··· Source ···
En conférence hier pour présenter ses vœux et les objectifs 2022, le directeur de l'ESA Josef Aschbacher a livré une présentation assez orientée vers l'astronautique. Entre la sélection en cours, la prolongation de l'ISS et les futures missions lunaires, le regain d'activité pour le domaine n'est pas passé inaperçu.
Jusqu'à des capacités habitées pour les lanceurs européens ? L'idée fait son chemin…
Du budget, des satellites et… des astronautes
Malgré les effets de la pandémie sur ses États membres, l'Agence spatiale européenne (ESA) se porte bien. Elle dispose pour l'année 2022 d'un budget qui a bondi de 10 % par rapport à l'année dernière, et qui traduit de nouvelles ambitions. Il y a bien sûr (poste très important) les missions au service de l'Union européenne, Galileo et Copernicus, programmes auxquels l'ESA contribue sur le plan scientifique et technique.
··· Entrées affichées ···
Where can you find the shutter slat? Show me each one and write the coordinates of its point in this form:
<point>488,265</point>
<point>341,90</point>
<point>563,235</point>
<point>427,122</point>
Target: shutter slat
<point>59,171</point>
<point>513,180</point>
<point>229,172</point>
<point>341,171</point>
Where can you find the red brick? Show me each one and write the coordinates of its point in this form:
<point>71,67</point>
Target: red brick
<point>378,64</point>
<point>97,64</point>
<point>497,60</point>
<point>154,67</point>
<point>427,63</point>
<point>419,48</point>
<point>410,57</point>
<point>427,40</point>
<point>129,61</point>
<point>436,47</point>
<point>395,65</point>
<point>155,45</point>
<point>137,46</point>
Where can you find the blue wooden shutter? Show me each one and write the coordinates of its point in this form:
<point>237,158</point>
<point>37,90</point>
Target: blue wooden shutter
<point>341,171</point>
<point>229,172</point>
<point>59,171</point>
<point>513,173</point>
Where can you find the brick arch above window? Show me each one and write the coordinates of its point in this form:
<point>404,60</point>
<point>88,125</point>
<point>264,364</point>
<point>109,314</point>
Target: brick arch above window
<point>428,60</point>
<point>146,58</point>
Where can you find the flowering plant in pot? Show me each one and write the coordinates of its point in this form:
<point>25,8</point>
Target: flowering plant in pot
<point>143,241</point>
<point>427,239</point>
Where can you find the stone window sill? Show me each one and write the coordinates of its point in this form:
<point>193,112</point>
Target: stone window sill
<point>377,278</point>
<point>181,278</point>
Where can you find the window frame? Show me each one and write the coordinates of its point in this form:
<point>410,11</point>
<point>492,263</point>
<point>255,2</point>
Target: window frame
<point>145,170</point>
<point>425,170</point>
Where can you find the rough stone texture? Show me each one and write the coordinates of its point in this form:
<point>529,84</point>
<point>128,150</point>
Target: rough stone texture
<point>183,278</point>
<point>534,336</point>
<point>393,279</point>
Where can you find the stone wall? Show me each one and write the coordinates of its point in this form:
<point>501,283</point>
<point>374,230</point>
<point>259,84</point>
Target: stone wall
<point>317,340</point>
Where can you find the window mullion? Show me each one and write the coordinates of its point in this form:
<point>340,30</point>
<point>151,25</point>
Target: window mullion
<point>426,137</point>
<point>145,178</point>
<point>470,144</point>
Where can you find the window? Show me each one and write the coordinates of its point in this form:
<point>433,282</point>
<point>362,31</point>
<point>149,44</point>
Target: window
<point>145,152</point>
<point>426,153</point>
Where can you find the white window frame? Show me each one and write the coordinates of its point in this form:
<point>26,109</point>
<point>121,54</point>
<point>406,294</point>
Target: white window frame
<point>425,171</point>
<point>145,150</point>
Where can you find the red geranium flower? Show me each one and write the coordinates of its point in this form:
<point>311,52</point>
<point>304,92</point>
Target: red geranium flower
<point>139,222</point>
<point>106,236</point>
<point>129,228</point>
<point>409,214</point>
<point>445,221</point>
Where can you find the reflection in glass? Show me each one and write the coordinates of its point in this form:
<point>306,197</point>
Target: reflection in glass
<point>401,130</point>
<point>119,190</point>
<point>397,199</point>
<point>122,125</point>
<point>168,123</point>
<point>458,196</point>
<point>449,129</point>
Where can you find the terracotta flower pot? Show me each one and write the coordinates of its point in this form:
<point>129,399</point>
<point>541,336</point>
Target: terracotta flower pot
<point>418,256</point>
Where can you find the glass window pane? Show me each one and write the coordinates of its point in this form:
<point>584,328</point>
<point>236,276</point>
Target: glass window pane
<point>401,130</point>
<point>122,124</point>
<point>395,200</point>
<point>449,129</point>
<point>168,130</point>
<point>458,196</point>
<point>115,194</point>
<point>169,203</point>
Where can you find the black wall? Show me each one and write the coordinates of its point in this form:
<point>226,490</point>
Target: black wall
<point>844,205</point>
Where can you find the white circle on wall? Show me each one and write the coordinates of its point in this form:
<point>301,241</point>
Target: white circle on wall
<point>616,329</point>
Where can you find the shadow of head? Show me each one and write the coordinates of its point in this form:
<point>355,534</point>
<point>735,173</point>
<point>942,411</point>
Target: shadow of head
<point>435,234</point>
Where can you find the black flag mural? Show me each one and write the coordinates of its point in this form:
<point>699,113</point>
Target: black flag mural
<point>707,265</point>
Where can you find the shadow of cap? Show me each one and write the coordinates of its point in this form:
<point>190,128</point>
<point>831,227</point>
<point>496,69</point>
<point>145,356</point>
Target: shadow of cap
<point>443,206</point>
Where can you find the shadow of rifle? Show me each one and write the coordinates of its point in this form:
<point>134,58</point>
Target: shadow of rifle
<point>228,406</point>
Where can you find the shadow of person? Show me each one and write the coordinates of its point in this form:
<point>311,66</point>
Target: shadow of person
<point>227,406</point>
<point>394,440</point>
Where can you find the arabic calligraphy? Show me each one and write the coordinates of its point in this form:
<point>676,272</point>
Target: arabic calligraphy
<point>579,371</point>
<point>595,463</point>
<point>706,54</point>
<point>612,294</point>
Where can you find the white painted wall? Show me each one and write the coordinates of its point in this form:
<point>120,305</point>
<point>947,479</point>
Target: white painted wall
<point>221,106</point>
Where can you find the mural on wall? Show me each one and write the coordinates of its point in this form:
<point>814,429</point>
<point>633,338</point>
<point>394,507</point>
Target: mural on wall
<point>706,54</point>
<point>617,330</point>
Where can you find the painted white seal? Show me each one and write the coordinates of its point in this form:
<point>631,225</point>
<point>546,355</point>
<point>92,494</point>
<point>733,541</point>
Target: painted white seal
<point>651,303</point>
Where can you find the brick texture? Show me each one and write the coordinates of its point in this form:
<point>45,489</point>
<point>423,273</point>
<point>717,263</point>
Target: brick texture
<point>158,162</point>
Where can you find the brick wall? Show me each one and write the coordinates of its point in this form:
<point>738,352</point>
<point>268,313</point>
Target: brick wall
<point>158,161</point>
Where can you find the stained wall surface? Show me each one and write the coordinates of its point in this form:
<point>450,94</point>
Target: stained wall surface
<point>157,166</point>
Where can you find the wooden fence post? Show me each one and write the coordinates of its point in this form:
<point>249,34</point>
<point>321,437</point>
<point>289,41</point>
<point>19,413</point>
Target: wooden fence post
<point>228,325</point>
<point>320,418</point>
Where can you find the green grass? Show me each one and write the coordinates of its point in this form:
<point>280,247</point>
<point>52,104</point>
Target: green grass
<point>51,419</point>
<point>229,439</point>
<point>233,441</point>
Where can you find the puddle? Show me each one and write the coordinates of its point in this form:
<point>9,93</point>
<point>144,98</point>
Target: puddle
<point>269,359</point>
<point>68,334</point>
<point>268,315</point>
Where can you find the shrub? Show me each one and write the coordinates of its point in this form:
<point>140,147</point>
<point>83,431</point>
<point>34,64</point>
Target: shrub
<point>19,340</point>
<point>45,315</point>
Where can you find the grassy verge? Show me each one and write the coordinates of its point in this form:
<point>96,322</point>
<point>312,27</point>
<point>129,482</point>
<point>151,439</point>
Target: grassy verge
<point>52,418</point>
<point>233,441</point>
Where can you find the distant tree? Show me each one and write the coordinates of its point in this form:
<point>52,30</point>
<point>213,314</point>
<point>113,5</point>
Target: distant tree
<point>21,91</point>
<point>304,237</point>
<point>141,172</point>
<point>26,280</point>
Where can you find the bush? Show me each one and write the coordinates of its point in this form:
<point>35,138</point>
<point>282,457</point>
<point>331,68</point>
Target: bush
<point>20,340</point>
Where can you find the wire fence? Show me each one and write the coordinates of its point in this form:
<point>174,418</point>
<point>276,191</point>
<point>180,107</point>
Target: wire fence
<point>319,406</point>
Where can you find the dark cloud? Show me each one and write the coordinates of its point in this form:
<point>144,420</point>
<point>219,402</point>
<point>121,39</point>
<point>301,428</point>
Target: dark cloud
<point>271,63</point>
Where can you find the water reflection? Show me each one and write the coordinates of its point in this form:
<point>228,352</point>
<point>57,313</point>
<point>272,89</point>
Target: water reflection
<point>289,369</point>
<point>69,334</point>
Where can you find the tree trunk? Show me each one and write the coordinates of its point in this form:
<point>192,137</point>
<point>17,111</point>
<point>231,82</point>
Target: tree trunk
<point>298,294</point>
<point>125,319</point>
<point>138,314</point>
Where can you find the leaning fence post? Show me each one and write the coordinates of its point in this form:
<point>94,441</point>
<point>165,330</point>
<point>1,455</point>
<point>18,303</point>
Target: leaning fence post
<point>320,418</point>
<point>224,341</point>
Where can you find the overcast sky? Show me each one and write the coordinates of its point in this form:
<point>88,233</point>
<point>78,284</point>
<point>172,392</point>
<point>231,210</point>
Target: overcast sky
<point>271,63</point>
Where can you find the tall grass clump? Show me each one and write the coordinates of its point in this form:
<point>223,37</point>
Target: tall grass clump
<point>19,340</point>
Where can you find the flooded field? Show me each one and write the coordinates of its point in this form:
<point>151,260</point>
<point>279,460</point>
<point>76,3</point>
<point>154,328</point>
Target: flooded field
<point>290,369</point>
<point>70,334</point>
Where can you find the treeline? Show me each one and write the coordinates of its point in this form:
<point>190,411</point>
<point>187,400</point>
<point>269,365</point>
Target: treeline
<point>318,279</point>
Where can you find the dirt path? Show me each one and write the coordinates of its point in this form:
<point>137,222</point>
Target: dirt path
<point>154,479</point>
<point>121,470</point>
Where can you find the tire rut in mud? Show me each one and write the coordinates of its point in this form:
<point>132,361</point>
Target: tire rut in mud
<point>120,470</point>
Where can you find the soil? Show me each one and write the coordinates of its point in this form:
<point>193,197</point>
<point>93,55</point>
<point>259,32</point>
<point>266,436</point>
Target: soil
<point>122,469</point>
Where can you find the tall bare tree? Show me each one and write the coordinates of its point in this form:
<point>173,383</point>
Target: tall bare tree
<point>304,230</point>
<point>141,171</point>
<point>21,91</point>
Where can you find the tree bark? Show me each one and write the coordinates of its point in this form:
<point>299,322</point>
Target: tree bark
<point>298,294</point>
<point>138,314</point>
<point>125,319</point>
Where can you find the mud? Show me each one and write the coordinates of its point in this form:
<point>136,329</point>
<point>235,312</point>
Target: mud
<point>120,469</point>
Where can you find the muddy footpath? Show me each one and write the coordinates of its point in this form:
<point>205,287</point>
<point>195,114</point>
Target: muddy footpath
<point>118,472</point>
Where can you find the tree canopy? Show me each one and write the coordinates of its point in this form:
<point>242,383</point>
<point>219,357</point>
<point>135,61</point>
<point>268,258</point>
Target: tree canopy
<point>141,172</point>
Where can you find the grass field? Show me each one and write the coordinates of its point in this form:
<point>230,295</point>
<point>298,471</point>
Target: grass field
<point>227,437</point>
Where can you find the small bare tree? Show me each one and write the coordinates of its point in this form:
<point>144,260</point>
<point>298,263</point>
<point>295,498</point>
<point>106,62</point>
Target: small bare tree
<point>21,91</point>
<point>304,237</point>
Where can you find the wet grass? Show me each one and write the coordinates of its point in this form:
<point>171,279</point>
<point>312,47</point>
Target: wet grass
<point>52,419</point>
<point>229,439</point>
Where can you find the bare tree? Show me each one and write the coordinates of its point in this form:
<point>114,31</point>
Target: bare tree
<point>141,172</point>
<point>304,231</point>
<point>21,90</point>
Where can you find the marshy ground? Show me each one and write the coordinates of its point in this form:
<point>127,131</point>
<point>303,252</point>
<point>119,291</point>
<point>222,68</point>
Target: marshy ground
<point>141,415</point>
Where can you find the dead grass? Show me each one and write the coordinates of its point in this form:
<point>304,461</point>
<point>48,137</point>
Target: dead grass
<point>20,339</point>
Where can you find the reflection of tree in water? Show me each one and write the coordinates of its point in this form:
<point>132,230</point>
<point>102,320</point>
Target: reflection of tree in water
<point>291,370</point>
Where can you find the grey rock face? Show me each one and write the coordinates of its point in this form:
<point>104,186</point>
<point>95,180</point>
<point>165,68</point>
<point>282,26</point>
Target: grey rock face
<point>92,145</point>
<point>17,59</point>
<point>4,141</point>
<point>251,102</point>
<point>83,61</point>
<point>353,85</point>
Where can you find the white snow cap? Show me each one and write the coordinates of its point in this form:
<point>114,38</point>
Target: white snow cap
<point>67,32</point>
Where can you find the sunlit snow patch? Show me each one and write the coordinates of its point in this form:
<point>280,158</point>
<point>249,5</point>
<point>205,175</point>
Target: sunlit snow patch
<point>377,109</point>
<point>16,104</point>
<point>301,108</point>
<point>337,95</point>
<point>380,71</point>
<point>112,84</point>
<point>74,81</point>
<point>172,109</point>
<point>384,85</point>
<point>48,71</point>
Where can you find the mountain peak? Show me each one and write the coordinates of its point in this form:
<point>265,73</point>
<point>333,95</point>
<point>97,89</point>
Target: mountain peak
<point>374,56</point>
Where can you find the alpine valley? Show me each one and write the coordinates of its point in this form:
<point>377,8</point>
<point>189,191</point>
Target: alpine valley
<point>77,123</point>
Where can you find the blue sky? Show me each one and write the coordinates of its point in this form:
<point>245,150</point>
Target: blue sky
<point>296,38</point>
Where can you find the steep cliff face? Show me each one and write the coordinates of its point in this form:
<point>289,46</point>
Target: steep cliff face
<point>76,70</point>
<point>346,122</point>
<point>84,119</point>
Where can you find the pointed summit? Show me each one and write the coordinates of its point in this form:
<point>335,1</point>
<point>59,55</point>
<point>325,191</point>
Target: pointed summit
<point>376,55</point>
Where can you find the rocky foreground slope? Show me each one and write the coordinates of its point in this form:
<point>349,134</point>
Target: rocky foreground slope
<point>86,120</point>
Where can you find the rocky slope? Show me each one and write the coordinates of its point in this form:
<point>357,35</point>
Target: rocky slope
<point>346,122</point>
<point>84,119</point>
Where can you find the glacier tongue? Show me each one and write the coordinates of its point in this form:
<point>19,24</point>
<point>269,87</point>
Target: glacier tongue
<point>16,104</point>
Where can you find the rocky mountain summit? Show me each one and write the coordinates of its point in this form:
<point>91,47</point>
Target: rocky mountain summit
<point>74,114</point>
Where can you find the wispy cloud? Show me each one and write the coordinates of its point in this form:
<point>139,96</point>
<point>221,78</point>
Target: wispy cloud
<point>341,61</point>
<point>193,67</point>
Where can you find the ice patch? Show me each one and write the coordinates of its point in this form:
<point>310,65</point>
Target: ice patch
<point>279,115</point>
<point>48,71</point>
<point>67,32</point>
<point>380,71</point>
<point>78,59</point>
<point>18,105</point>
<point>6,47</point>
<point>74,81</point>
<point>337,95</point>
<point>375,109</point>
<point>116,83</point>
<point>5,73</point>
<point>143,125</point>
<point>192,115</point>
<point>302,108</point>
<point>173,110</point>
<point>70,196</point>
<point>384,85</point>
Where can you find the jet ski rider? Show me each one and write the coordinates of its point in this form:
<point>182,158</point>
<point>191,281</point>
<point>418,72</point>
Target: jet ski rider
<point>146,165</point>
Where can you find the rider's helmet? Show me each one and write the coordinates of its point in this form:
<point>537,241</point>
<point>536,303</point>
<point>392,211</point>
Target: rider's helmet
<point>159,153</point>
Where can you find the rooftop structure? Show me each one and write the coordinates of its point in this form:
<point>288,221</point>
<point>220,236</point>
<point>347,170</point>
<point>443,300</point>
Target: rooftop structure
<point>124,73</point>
···
• _Exercices à faire_
[1] D'après le texte sur l'ESA, de combien le budget de l'agence pour 2022 a-t-il augmenté par rapport à l'année précédente ?
[2] Recopiez fidèlement le passage du texte sur l'ESA qui va de « Jusqu'à des capacités » jusqu'à « scientifique et technique. ».
Les entrées proviennent d'une autre source.

• _Résultats finaux_
[1] Il a bondi de 10 % par rapport à l'année dernière.

[2]
Jusqu'à des capacités habitées pour les lanceurs européens ? L'idée fait son chemin…
Du budget, des satellites et… des astronautes
Malgré les effets de la pandémie sur ses États membres, l'Agence spatiale européenne (ESA) se porte bien. Elle dispose pour l'année 2022 d'un budget qui a bondi de 10 % par rapport à l'année dernière, et qui traduit de nouvelles ambitions. Il y a bien sûr (poste très important) les missions au service de l'Union européenne, Galileo et Copernicus, programmes auxquels l'ESA contribue sur le plan scientifique et technique.